TO BE DONE
Reproduce verbatim the final portion of the material below, from the line containing "of the yellow" through its last line, and nothing else.

DATA PROVIDED
--
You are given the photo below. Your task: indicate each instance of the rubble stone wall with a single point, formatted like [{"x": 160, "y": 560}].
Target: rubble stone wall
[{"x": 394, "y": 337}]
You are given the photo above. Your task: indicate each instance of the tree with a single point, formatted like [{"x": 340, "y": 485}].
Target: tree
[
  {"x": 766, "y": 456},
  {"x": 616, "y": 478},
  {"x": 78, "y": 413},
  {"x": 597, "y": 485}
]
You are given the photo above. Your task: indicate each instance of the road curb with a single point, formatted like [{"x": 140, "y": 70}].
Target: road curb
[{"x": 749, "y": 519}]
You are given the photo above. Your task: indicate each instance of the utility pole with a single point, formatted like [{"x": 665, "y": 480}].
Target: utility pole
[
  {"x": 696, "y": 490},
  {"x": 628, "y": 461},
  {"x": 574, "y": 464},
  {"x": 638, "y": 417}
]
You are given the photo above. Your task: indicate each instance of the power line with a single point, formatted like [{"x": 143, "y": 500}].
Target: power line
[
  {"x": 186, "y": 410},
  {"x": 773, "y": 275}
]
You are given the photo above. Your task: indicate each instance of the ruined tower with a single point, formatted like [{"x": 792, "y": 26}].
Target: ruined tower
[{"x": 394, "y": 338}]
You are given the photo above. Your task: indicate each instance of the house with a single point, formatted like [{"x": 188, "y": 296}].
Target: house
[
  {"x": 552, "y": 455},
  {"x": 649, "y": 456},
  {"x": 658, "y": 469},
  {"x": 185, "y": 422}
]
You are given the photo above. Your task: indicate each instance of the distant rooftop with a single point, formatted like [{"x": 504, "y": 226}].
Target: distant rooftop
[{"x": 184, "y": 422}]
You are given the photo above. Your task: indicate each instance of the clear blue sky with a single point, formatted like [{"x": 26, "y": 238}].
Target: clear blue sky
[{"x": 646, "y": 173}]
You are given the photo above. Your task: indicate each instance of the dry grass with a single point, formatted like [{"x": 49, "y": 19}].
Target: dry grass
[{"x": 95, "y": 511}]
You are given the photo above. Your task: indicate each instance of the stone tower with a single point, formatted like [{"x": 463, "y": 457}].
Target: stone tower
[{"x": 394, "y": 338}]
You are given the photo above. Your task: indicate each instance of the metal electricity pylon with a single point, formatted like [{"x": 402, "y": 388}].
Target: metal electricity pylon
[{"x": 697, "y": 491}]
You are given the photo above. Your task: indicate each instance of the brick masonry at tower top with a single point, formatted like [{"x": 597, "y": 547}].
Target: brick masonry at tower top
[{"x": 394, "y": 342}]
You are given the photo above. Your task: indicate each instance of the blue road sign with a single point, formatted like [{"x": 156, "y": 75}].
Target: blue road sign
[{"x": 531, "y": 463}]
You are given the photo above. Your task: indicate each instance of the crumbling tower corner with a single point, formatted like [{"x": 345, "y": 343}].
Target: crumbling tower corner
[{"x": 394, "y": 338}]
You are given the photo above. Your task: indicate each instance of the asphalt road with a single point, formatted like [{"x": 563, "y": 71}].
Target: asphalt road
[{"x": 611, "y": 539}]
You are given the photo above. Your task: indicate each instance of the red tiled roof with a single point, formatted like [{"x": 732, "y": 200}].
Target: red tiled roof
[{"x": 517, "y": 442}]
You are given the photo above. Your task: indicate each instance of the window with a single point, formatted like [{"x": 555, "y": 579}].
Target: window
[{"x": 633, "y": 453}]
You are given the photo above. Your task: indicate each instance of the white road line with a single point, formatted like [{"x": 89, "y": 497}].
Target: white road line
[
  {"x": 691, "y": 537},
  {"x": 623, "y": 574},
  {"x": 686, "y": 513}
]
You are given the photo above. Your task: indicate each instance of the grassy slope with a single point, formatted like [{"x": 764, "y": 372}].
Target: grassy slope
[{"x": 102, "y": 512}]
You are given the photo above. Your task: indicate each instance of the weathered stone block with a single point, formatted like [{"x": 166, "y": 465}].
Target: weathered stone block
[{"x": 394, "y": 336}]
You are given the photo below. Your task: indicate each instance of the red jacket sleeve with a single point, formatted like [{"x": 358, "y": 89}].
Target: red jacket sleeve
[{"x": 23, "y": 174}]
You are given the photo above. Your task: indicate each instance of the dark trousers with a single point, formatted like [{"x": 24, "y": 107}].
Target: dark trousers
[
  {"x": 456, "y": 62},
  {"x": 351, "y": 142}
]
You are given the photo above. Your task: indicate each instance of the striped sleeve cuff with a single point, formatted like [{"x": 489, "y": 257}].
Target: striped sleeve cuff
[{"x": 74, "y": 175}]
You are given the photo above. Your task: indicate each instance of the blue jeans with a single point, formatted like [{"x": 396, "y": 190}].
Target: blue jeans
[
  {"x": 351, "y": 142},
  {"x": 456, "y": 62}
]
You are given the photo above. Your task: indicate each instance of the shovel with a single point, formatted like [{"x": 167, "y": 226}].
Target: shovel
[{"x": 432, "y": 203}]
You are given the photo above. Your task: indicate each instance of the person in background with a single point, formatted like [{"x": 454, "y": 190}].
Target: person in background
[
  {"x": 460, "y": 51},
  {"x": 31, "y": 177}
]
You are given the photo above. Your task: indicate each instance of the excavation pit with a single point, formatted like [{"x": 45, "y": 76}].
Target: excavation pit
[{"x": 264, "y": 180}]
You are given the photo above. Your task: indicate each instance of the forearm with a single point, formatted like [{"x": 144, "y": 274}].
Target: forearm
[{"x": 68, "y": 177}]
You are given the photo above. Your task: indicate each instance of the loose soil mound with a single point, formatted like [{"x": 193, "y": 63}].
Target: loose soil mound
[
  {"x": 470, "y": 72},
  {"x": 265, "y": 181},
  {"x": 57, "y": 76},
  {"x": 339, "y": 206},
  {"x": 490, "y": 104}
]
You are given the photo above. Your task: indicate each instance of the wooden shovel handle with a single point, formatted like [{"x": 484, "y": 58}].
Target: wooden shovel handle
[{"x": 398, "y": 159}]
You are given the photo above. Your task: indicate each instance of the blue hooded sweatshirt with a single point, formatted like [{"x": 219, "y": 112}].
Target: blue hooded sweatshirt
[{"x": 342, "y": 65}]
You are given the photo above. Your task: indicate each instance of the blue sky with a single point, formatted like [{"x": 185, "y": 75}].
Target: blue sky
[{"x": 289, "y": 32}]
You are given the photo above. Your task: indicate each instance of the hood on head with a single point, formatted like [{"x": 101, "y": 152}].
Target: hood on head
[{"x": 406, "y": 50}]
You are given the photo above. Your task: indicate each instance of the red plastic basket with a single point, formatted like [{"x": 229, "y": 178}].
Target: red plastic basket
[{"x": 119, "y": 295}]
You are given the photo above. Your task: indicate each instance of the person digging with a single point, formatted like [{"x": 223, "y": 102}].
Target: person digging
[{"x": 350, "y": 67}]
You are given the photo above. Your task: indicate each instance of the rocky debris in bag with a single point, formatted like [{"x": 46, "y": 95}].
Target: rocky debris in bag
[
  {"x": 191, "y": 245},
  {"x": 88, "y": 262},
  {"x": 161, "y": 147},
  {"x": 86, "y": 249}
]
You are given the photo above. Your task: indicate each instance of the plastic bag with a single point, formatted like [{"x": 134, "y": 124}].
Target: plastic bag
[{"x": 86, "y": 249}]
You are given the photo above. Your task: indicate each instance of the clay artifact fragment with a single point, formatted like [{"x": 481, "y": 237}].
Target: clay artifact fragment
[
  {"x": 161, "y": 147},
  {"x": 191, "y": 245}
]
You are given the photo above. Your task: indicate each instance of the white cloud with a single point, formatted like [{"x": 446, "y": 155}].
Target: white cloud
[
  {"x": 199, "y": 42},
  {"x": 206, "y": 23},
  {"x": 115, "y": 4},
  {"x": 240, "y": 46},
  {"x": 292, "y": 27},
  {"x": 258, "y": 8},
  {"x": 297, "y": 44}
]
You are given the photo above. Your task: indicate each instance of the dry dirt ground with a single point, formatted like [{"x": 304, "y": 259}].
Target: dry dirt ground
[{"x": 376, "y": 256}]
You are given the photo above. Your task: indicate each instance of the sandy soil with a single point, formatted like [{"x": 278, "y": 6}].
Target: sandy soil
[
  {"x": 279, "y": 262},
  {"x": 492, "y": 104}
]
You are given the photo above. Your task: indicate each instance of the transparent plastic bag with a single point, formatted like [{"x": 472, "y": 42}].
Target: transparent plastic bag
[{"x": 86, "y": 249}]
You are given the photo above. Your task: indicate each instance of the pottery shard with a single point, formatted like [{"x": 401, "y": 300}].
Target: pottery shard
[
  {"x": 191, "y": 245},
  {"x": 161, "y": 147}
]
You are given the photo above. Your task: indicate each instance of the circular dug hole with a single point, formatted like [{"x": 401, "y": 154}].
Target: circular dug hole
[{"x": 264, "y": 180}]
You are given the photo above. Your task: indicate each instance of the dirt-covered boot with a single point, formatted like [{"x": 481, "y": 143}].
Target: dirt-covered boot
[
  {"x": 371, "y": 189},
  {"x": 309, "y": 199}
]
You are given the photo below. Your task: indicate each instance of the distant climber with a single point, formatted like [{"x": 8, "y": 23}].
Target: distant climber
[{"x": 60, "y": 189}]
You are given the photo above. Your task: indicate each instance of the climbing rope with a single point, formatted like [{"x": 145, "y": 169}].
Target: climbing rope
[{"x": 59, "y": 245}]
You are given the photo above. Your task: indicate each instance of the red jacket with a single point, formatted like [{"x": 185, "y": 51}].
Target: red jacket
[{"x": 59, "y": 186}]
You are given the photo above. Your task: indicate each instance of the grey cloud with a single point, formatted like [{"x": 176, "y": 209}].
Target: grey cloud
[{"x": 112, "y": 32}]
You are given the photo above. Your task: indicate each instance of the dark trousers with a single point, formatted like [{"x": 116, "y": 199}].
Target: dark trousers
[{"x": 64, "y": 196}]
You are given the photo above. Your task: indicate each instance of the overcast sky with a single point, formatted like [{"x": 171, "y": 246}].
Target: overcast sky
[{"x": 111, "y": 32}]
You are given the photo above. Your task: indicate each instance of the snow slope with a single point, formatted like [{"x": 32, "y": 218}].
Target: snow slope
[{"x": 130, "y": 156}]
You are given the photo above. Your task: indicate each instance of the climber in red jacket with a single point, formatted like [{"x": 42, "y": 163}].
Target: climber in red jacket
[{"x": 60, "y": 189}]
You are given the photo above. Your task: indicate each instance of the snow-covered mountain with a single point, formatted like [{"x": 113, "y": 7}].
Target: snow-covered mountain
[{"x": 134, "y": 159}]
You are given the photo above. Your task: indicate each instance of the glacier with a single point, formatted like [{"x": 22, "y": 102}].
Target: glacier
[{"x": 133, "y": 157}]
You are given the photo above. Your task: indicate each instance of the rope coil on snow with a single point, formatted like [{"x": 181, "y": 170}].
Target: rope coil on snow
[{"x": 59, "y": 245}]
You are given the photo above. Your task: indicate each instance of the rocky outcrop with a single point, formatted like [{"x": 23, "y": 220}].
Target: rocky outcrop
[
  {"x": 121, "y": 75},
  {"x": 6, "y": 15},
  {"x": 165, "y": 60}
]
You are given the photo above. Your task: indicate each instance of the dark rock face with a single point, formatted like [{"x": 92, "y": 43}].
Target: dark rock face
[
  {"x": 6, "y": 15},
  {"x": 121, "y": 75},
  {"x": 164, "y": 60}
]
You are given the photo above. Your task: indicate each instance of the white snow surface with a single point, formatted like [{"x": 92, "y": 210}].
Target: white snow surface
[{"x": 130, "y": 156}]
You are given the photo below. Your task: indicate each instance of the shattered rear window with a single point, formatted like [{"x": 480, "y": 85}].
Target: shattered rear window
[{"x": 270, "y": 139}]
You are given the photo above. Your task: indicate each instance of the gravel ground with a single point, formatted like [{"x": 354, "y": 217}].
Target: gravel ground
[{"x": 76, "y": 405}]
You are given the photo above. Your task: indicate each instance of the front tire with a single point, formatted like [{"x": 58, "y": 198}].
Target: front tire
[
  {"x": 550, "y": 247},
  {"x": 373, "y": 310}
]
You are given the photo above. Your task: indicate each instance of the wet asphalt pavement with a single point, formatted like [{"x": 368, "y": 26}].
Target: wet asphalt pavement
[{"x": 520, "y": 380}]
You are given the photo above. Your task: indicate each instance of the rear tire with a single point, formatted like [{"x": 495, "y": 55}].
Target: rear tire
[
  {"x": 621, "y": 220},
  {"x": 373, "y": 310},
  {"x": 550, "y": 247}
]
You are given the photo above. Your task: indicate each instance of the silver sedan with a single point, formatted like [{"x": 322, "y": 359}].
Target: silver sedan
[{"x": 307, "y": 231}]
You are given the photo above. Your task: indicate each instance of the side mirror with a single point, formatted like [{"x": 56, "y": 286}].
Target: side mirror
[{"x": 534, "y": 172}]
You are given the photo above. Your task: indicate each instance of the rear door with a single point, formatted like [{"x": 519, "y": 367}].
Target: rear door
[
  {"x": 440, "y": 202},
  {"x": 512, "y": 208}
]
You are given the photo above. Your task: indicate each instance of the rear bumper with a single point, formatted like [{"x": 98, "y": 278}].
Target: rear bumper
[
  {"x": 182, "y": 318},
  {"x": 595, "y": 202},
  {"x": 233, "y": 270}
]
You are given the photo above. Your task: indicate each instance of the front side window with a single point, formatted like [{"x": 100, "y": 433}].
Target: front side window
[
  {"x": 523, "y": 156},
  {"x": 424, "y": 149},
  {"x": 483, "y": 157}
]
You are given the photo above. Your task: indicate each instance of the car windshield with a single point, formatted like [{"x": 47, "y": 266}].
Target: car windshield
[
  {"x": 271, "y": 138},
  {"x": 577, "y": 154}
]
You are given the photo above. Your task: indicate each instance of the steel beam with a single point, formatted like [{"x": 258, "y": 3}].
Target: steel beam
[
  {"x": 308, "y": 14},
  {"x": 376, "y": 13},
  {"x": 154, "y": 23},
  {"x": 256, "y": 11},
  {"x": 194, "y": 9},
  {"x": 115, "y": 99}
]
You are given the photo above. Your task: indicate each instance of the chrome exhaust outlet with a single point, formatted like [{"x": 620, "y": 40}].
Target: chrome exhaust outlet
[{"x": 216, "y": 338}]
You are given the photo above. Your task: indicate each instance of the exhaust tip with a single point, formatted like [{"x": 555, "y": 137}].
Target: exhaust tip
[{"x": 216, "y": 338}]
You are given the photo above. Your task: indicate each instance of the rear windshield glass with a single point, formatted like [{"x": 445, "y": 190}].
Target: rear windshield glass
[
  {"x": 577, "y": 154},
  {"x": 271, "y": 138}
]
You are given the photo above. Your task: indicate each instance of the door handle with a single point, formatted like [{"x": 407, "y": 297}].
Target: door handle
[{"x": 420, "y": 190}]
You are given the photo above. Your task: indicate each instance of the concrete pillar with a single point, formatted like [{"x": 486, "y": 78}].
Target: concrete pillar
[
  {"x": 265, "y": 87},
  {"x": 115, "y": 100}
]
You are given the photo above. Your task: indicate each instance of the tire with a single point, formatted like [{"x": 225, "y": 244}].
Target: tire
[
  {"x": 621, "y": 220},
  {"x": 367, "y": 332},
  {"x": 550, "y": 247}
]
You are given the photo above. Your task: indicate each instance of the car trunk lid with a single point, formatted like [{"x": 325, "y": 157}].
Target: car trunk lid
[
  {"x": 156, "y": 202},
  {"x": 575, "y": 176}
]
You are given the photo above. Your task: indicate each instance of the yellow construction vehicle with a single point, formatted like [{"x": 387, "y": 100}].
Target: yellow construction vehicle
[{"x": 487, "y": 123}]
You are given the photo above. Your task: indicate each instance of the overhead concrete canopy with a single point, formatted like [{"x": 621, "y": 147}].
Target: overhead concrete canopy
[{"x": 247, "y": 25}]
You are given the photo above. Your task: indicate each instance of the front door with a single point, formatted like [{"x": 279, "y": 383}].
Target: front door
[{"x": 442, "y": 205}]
--
FINISHED TASK
You are given the photo above. Your task: indicate each instance of the yellow construction vehicle with a single point, formatted like [{"x": 387, "y": 100}].
Target: yellow construction vehicle
[{"x": 487, "y": 123}]
You are given the photo above. Your task: indicate each instance of the overhead concrete canopy with a single point, formatted like [{"x": 621, "y": 147}].
Target: overhead concrete canopy
[{"x": 247, "y": 25}]
You are given the photo above. Your task: indicate each instance of the front door with a single point, formatted like [{"x": 279, "y": 383}].
Target: front door
[{"x": 442, "y": 205}]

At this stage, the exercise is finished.